> [DOCUMENT SECTION]:
Obscure BSOD over the past few months

Rainman65 · Oct 7, 2019

Hey Everyone,

Been trying to solve this obscure BSOD issue for a number of months now and can't seem to get to the bottom of it. Randomly why idle either overnight or while I'm at work the machine will BSOD and reboot with a bugcheck code of 126 (7E), this originally used to be a hard hang and further down the line of troubleshooting it became a reboot.

Before I replaced the mobo+cpu+psu, it started 1 day when I plugged an external 2.5" USB drive into 1 of the front header USB 3.0 port, was copying files to it overnight and next morning it did hard hang so I had to reboot it, didn't think too much of it at the time, over the coming months it started doing once a day while idle, or once every few days, maybe once a week or maybe once a month and of course it never created any dump files, this is part of the reason I can't seem to find what the issue is, it is worth noting I recently bought an RTX 2080 about 2-3 months before this started happening and my machine is custom water cooled by myself, I have monitored and temps have never been a problem.

1.) Roll-back to a known good working image of Windows I had, this is the same image that had been working for a few months
2.) Re-installed Windows from scratch, I used to be on LTSC 1809.
3.) Checked for updated drivers.
4.) Ran driver verifier which did find Logitech drivers were causing a hard hang shortly after logging in, removed that but didn't made a difference.
5.) Ran memtest86+ on each of the dimms, no issues
6.) Ran Furmark and Prime95 overnight, no issues

Some of the details are bit hazy as it's been ages and I did spend hours and hours trying different things, eventually the machine started rebooting instead of hard hanging and just 1 of the times it rebooted it created a minidump file which pointed to the nvlddmkm.sys driver, I possibly updated/reverted the nVidia drivers by this point, I was dusting out the PC and found that the slightest nudge on the ram sticks started hard hanging the machine, so I put some pressure on the dimms (4 dimms in total) to keep them seated firmly in plaace, eventually after a few days or a few weeks it had rebooted so that wasn't it, there was also the fact that the watercooled 2080 and the TITAN X before it had a heavy gpu sag on the PCI-E slot it was sitting in, also occassionally taking the 24 pin ATX connector out and dimms caused quite some bend in the motherboard, ultimately it got to the point where the machine would not even post, stripped down the PC, motherboard out on it's own on workbench, good known working PSU, known good video card, and still no post so I wrote that mobo off as I did not have another CPU to test with.

> [DATA EXTRACT]:
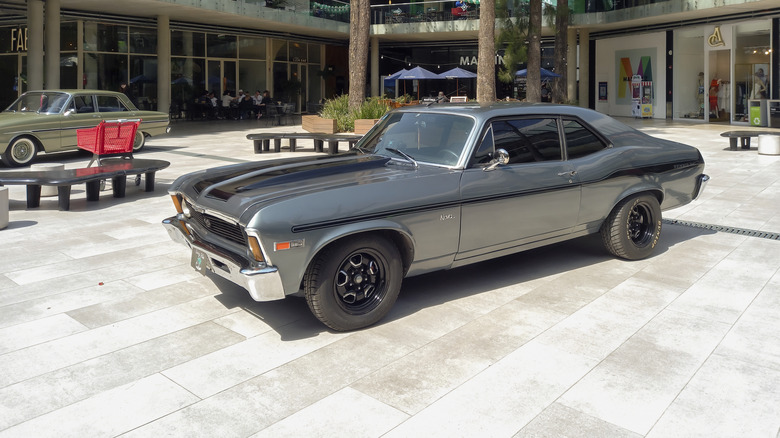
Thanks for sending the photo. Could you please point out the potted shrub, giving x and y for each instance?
(369, 113)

> [WHAT TO WORK ON]: Extract the stretch of the BSOD troubleshooting post from "Before I replaced" through "on LTSC 1809.", word for word.

> [SOLUTION FOR THIS EXERCISE]:
Before I replaced the mobo+cpu+psu, it started 1 day when I plugged an external 2.5" USB drive into 1 of the front header USB 3.0 port, was copying files to it overnight and next morning it did hard hang so I had to reboot it, didn't think too much of it at the time, over the coming months it started doing once a day while idle, or once every few days, maybe once a week or maybe once a month and of course it never created any dump files, this is part of the reason I can't seem to find what the issue is, it is worth noting I recently bought an RTX 2080 about 2-3 months before this started happening and my machine is custom water cooled by myself, I have monitored and temps have never been a problem.

1.) Roll-back to a known good working image of Windows I had, this is the same image that had been working for a few months
2.) Re-installed Windows from scratch, I used to be on LTSC 1809.